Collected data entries
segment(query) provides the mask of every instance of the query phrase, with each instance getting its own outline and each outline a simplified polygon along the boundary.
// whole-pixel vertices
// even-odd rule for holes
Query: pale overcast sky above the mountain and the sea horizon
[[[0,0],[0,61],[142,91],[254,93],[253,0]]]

**Problem to solve**: Every line of the data must appear again in the answer, exactly as written.

**Task solution**:
segment(query) provides the mask of every instance of the query phrase, with each instance getting its own outline and each outline a simplified polygon along the boundary.
// whole-pixel vertices
// even-odd rule for holes
Query: pale overcast sky above the mountain and the sea horizon
[[[0,0],[0,61],[142,91],[254,93],[253,0]]]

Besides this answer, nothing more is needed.